**Work to do**
Rewrite the stretch below from the line containing "Where is the black awning in it?" through the end of the entries, requests included, offsetting every bounding-box coordinate in the answers by 12. Leave the requests and their format samples unchanged.
--- START Supplied material ---
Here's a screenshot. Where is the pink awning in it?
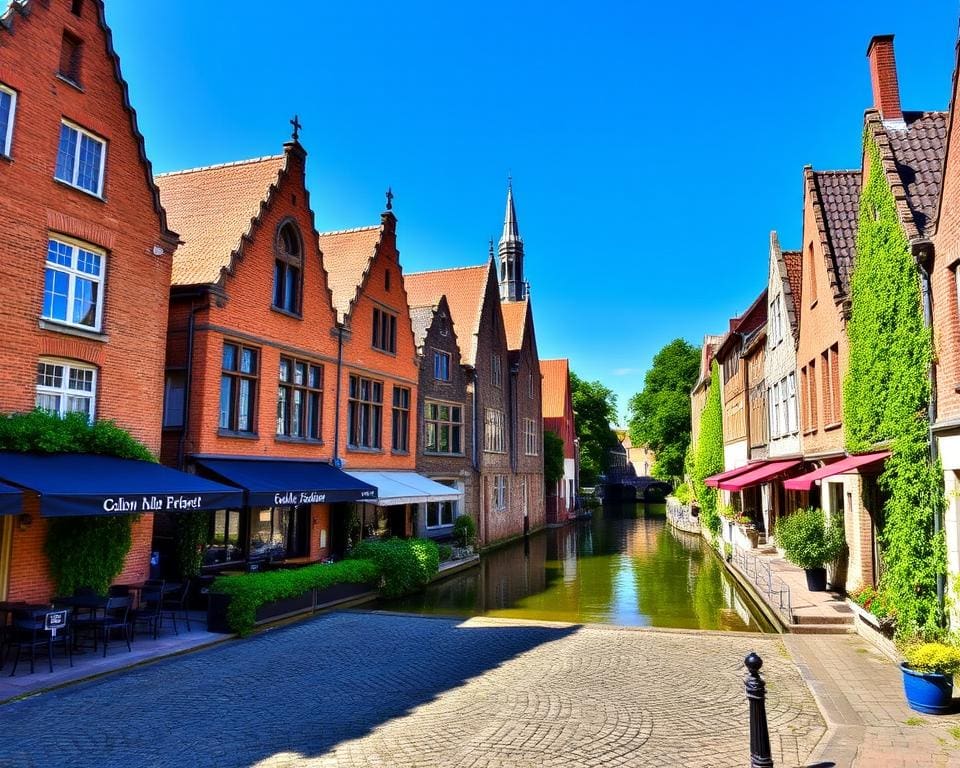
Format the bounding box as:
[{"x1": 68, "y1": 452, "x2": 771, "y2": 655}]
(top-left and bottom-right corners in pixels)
[
  {"x1": 783, "y1": 451, "x2": 890, "y2": 491},
  {"x1": 703, "y1": 462, "x2": 759, "y2": 488},
  {"x1": 717, "y1": 459, "x2": 801, "y2": 491}
]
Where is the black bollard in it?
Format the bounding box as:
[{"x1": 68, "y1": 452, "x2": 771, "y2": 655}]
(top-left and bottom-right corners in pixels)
[{"x1": 743, "y1": 653, "x2": 773, "y2": 768}]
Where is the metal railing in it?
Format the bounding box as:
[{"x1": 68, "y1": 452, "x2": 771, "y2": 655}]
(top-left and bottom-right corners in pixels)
[{"x1": 733, "y1": 546, "x2": 793, "y2": 624}]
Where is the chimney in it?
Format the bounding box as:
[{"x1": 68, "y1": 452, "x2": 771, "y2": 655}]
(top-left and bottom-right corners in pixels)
[{"x1": 867, "y1": 35, "x2": 903, "y2": 122}]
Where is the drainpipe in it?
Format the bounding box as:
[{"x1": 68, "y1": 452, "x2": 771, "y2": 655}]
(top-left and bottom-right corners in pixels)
[{"x1": 910, "y1": 238, "x2": 946, "y2": 616}]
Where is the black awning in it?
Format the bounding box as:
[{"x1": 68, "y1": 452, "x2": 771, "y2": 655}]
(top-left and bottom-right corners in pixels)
[
  {"x1": 194, "y1": 457, "x2": 377, "y2": 507},
  {"x1": 0, "y1": 453, "x2": 243, "y2": 517},
  {"x1": 0, "y1": 483, "x2": 23, "y2": 515}
]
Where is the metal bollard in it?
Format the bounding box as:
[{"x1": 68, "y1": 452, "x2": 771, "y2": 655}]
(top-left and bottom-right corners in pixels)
[{"x1": 743, "y1": 653, "x2": 773, "y2": 768}]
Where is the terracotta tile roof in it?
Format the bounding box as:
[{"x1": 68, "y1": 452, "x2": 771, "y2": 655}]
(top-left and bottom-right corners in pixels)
[
  {"x1": 156, "y1": 155, "x2": 285, "y2": 285},
  {"x1": 540, "y1": 358, "x2": 570, "y2": 419},
  {"x1": 500, "y1": 299, "x2": 527, "y2": 352},
  {"x1": 410, "y1": 304, "x2": 437, "y2": 350},
  {"x1": 884, "y1": 112, "x2": 947, "y2": 236},
  {"x1": 318, "y1": 224, "x2": 381, "y2": 322},
  {"x1": 813, "y1": 171, "x2": 860, "y2": 297},
  {"x1": 403, "y1": 263, "x2": 490, "y2": 365}
]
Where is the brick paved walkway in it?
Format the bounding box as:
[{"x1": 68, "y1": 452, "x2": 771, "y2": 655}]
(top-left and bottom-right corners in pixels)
[{"x1": 0, "y1": 613, "x2": 825, "y2": 768}]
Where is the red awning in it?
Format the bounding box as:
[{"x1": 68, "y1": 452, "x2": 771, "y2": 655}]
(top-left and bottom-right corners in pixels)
[
  {"x1": 717, "y1": 459, "x2": 801, "y2": 491},
  {"x1": 783, "y1": 451, "x2": 890, "y2": 491},
  {"x1": 703, "y1": 462, "x2": 759, "y2": 488}
]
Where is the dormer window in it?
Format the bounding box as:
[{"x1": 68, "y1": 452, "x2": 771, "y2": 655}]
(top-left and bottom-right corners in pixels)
--- END Supplied material ---
**Result**
Where is the black awning in it?
Format the bounding box as:
[{"x1": 68, "y1": 452, "x2": 771, "y2": 655}]
(top-left and bottom-right corners in pixels)
[
  {"x1": 206, "y1": 469, "x2": 389, "y2": 519},
  {"x1": 12, "y1": 465, "x2": 255, "y2": 529},
  {"x1": 12, "y1": 495, "x2": 35, "y2": 527}
]
Where is the metal bollard in it?
Format the bounding box as:
[{"x1": 68, "y1": 452, "x2": 771, "y2": 655}]
(top-left and bottom-right corners in pixels)
[{"x1": 755, "y1": 665, "x2": 785, "y2": 780}]
Where is the terracotta tile roof in it?
Format the bounding box as:
[{"x1": 68, "y1": 452, "x2": 771, "y2": 655}]
(top-left and bottom-right corners in pixels)
[
  {"x1": 168, "y1": 167, "x2": 297, "y2": 297},
  {"x1": 552, "y1": 370, "x2": 582, "y2": 431},
  {"x1": 512, "y1": 311, "x2": 539, "y2": 364},
  {"x1": 422, "y1": 316, "x2": 449, "y2": 362},
  {"x1": 896, "y1": 124, "x2": 959, "y2": 248},
  {"x1": 330, "y1": 236, "x2": 393, "y2": 334},
  {"x1": 825, "y1": 183, "x2": 872, "y2": 309},
  {"x1": 415, "y1": 275, "x2": 502, "y2": 377}
]
Where is the brick paved walkway in it?
Format the bounding box as:
[{"x1": 68, "y1": 452, "x2": 771, "y2": 655}]
(top-left and bottom-right corners in pixels)
[{"x1": 12, "y1": 625, "x2": 837, "y2": 780}]
Where is the red awning in it?
Format the bounding box as:
[{"x1": 68, "y1": 452, "x2": 771, "y2": 655}]
(top-left and bottom-right corners in pixels)
[
  {"x1": 729, "y1": 471, "x2": 813, "y2": 503},
  {"x1": 795, "y1": 463, "x2": 902, "y2": 503},
  {"x1": 715, "y1": 474, "x2": 771, "y2": 500}
]
Where is the dormer window in it?
Format the bounding box as:
[{"x1": 68, "y1": 452, "x2": 771, "y2": 655}]
(top-left and bottom-right corners in pixels)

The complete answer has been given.